Call for paper : Mapping Palimpsest Horizons


Editor(s): Chiara Cavalieri (UCLouvain, Belgium) and Elena Cogato Lanza (EPFL, Switzerland)

  • Deadline for submission of abstracts 15 September 2019
  • Deadline for full papers 15 January 2020
  • Issue Release April/June 2020

Information: The theme of this issue rises from the need to represent interactions between spatial, social and environmental processes through the dimension of time.

Nowadays cities and territories have to face processes where multiple and complex dynamics are replacing static and immanent ones. Moreover, worldwide, every two days more data is being produced than in all of history prior to 2003, and the consequent greater availability of data imposes a second dimension of time that challenges the way we conceive reality: the so called “real time” reminds us the impossibility of imagining the act of mapping as a standing alone practice, and thus the need of requisitioning its agency in both design and governance processes. This issue calls for a mapping approach that intends to disclose history as a data producer as much as the present time, as a mean for reading reality and therefore imagining the future without the restrictions of a prescriptive approach. In other words, it is the same hypothesis used in 1983 by Andre Corboz when he defined the territory as a palimpsest, as a blackboard where society can trace, (never completely) erase and ultimately re-trace new chapters of urban transformation.

Mapping as a design practice is thus constricted between the thickness of history and real-time data production, between the map as a result of a computational operation and the map as a hypothesis for spatial transformation. The theme of palimpsest and its process of representation calls for exploring the interactions between spatial, social and environmental processes through the prism of multiple temporal dimensions: the historical (the longue durée), the present (contemporary dynamics and flows) and the future (both short- and long-term scenarios).
........
§ **WRITTEN PROBLEM**:
Reproduce the call for papers on mapping palimpsest horizons in full, word for word.
........
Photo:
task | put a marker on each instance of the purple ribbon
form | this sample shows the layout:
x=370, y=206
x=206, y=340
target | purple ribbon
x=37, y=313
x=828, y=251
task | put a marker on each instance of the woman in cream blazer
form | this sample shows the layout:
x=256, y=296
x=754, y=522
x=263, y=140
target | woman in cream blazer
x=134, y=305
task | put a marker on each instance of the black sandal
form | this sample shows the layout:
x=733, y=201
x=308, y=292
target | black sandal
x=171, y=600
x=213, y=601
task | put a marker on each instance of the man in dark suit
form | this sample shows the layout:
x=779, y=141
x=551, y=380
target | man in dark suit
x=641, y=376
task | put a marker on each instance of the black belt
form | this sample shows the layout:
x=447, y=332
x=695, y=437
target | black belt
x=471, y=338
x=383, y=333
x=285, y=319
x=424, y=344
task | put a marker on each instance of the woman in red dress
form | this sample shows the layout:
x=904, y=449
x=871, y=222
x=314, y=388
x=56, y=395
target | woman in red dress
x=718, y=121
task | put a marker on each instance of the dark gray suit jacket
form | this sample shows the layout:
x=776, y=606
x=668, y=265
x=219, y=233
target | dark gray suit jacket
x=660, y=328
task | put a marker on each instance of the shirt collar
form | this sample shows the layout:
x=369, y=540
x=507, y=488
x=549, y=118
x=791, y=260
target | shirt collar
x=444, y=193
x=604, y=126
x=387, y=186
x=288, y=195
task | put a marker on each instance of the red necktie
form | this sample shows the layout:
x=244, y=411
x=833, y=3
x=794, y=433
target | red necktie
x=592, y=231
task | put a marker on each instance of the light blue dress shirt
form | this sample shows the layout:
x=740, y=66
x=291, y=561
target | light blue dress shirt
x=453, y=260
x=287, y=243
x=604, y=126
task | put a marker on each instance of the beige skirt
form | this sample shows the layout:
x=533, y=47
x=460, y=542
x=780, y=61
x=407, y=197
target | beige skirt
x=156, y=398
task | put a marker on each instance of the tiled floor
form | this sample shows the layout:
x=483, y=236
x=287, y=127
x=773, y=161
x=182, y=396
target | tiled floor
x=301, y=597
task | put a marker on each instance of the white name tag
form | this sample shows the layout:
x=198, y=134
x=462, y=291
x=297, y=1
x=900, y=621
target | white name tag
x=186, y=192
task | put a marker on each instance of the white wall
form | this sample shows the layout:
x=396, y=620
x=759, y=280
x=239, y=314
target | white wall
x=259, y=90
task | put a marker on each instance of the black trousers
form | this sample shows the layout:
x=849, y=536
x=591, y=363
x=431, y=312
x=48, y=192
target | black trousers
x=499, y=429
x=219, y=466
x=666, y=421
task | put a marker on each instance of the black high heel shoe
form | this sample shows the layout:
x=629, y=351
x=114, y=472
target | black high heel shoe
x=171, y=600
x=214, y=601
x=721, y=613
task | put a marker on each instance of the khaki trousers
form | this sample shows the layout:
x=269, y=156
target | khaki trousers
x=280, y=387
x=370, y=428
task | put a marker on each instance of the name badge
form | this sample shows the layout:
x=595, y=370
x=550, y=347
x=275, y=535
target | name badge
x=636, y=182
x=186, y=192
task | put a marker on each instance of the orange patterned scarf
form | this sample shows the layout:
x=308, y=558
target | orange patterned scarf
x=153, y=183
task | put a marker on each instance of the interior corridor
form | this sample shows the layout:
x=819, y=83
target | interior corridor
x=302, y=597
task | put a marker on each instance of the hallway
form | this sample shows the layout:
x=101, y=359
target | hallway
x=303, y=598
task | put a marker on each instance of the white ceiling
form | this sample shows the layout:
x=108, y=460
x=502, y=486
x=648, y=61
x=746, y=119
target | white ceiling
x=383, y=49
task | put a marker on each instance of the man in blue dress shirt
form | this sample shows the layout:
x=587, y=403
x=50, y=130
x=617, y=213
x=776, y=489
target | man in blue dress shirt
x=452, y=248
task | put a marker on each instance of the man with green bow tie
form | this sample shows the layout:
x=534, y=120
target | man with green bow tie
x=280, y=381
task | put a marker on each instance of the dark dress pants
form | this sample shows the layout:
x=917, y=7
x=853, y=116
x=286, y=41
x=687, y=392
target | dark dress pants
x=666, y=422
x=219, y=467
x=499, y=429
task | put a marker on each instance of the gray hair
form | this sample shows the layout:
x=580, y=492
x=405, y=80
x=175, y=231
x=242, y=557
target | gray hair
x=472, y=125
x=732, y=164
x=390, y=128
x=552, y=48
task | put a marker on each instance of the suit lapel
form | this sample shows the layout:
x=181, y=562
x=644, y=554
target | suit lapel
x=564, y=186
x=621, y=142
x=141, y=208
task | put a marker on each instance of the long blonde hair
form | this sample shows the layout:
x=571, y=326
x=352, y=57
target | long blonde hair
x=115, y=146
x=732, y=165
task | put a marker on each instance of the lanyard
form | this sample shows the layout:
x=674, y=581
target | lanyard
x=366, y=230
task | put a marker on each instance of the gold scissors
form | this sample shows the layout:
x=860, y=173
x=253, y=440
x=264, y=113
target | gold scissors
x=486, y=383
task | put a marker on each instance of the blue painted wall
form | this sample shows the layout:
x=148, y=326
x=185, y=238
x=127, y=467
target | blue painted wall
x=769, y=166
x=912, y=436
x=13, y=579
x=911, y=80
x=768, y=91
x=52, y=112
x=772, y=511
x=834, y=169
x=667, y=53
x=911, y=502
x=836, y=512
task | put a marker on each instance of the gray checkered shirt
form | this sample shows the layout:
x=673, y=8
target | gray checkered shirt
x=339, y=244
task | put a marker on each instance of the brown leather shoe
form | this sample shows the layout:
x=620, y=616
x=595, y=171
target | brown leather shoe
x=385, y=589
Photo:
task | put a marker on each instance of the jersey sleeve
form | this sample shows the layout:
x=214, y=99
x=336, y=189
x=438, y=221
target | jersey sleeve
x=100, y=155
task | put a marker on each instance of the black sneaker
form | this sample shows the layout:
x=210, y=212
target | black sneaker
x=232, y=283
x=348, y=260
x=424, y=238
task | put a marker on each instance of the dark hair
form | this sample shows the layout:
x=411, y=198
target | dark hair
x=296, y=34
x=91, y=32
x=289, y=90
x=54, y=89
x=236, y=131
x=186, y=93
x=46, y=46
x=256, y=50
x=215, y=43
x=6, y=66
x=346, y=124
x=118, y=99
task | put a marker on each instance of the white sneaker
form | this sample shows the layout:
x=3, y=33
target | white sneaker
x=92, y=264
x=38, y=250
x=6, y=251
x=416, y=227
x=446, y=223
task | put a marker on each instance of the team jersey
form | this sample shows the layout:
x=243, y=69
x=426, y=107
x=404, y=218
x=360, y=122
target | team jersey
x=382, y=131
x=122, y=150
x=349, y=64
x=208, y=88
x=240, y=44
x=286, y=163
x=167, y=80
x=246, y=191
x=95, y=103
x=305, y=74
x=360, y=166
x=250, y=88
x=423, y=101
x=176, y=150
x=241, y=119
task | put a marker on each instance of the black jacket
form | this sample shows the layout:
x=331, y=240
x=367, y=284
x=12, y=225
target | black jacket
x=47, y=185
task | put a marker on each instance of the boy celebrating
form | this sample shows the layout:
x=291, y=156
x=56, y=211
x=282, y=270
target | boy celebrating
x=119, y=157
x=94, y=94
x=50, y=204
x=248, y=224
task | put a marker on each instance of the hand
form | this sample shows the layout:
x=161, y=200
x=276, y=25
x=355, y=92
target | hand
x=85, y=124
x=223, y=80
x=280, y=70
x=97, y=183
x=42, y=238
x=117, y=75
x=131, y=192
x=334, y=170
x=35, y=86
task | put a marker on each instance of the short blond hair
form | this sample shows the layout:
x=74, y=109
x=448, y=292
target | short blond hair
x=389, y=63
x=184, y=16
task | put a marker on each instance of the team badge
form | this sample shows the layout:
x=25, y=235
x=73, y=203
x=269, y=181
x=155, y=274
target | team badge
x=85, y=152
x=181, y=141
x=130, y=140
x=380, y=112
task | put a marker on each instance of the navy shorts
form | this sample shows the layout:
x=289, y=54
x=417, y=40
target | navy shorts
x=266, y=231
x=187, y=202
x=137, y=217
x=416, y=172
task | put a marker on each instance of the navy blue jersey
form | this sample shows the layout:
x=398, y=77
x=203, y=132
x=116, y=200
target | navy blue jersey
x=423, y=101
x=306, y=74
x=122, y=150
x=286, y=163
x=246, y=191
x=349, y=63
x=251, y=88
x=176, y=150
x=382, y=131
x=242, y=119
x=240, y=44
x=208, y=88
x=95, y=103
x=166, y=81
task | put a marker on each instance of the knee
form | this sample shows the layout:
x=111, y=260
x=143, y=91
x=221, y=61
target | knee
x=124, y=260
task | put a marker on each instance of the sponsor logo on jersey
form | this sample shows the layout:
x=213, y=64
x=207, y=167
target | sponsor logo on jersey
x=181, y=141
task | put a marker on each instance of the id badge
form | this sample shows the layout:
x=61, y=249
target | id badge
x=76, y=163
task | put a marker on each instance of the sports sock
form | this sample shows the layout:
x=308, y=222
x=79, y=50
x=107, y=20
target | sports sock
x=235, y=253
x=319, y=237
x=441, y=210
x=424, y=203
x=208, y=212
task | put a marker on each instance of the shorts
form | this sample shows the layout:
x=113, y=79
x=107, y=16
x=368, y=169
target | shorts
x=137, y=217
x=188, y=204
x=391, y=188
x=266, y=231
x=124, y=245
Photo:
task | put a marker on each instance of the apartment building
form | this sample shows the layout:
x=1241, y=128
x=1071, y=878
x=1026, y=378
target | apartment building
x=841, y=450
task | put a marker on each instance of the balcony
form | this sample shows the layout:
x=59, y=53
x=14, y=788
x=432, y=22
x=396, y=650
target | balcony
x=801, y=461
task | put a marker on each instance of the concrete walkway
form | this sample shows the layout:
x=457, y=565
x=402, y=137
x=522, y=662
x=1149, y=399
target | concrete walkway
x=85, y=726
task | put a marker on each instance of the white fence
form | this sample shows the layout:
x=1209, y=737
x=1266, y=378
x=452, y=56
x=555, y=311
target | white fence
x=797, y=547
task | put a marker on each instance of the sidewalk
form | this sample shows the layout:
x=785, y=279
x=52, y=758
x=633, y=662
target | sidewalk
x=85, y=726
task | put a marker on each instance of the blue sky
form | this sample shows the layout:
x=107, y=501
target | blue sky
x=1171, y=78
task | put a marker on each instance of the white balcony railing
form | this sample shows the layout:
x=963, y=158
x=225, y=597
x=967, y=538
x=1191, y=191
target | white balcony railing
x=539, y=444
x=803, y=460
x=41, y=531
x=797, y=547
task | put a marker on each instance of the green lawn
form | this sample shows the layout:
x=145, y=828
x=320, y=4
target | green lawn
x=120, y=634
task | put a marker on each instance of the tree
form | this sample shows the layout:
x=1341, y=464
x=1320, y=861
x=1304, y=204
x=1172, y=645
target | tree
........
§ **TASK RESULT**:
Call for paper : Mapping Palimpsest Horizons


Editor(s): Chiara Cavalieri (UCLouvain, Belgium) and Elena Cogato Lanza (EPFL, Switzerland)

  • Deadline for submission of abstracts 15 September 2019
  • Deadline for full papers 15 January 2020
  • Issue Release April/June 2020

Information: The theme of this issue rises from the need to represent interactions between spatial, social and environmental processes through the dimension of time.

Nowadays cities and territories have to face processes where multiple and complex dynamics are replacing static and immanent ones. Moreover, worldwide, every two days more data is being produced than in all of history prior to 2003, and the consequent greater availability of data imposes a second dimension of time that challenges the way we conceive reality: the so called “real time” reminds us the impossibility of imagining the act of mapping as a standing alone practice, and thus the need of requisitioning its agency in both design and governance processes. This issue calls for a mapping approach that intends to disclose history as a data producer as much as the present time, as a mean for reading reality and therefore imagining the future without the restrictions of a prescriptive approach. In other words, it is the same hypothesis used in 1983 by Andre Corboz when he defined the territory as a palimpsest, as a blackboard where society can trace, (never completely) erase and ultimately re-trace new chapters of urban transformation.

Mapping as a design practice is thus constricted between the thickness of history and real-time data production, between the map as a result of a computational operation and the map as a hypothesis for spatial transformation. The theme of palimpsest and its process of representation calls for exploring the interactions between spatial, social and environmental processes through the prism of multiple temporal dimensions: the historical (the longue durée), the present (contemporary dynamics and flows) and the future (both short- and long-term scenarios).